• **Pokazane rekordy**:

►

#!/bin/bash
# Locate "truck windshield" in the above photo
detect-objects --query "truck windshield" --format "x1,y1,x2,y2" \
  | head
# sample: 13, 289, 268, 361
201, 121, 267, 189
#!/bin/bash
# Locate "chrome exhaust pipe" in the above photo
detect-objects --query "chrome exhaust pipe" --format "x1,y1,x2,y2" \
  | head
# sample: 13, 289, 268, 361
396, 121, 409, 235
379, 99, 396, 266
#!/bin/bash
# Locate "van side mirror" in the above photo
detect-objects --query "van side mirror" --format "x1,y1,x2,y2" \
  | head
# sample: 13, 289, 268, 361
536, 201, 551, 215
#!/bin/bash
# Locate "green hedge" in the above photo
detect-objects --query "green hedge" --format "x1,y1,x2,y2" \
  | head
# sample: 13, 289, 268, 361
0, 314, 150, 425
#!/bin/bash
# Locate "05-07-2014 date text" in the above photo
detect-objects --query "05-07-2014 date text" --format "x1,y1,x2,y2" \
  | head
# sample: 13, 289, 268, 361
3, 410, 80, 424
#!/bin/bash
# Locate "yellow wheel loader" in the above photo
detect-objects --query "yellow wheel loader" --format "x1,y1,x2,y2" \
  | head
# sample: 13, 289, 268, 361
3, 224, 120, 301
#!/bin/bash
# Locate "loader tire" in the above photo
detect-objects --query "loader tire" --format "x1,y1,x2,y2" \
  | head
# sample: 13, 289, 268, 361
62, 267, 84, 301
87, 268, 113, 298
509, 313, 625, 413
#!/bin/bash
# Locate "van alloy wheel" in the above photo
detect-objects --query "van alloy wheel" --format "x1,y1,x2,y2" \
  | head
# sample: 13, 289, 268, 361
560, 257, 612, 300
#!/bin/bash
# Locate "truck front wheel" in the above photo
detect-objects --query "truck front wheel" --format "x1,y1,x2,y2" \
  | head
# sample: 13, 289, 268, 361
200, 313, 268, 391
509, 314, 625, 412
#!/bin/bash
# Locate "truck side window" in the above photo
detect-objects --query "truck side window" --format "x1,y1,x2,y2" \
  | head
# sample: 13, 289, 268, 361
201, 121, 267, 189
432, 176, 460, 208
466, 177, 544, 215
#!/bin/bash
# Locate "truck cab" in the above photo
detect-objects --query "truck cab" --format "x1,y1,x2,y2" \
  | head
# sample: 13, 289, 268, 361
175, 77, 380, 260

◄

Przemianuj „detect-objects” na „find-objects” we wszystkich powyższych rekordach i przytocz je ponownie, pozostawiając resztę bez zmian.

#!/bin/bash
# Locate "truck windshield" in the above photo
find-objects --query "truck windshield" --format "x1,y1,x2,y2" \
  | head
# sample: 13, 289, 268, 361
201, 121, 267, 189
#!/bin/bash
# Locate "chrome exhaust pipe" in the above photo
find-objects --query "chrome exhaust pipe" --format "x1,y1,x2,y2" \
  | head
# sample: 13, 289, 268, 361
396, 121, 409, 235
379, 99, 396, 266
#!/bin/bash
# Locate "van side mirror" in the above photo
find-objects --query "van side mirror" --format "x1,y1,x2,y2" \
  | head
# sample: 13, 289, 268, 361
536, 201, 551, 215
#!/bin/bash
# Locate "green hedge" in the above photo
find-objects --query "green hedge" --format "x1,y1,x2,y2" \
  | head
# sample: 13, 289, 268, 361
0, 314, 150, 425
#!/bin/bash
# Locate "05-07-2014 date text" in the above photo
find-objects --query "05-07-2014 date text" --format "x1,y1,x2,y2" \
  | head
# sample: 13, 289, 268, 361
3, 410, 80, 424
#!/bin/bash
# Locate "yellow wheel loader" in the above photo
find-objects --query "yellow wheel loader" --format "x1,y1,x2,y2" \
  | head
# sample: 13, 289, 268, 361
3, 224, 120, 301
#!/bin/bash
# Locate "loader tire" in the above photo
find-objects --query "loader tire" --format "x1,y1,x2,y2" \
  | head
# sample: 13, 289, 268, 361
62, 267, 84, 301
87, 268, 113, 298
509, 313, 625, 413
#!/bin/bash
# Locate "van alloy wheel" in the above photo
find-objects --query "van alloy wheel" --format "x1,y1,x2,y2" \
  | head
# sample: 13, 289, 268, 361
560, 257, 612, 300
#!/bin/bash
# Locate "truck front wheel" in the above photo
find-objects --query "truck front wheel" --format "x1,y1,x2,y2" \
  | head
# sample: 13, 289, 268, 361
200, 313, 268, 391
509, 314, 625, 412
#!/bin/bash
# Locate "truck side window" in the above photo
find-objects --query "truck side window" --format "x1,y1,x2,y2" \
  | head
# sample: 13, 289, 268, 361
201, 121, 267, 189
432, 176, 460, 208
466, 177, 544, 215
#!/bin/bash
# Locate "truck cab" in the above photo
find-objects --query "truck cab" --format "x1,y1,x2,y2" \
  | head
# sample: 13, 289, 268, 361
175, 77, 380, 260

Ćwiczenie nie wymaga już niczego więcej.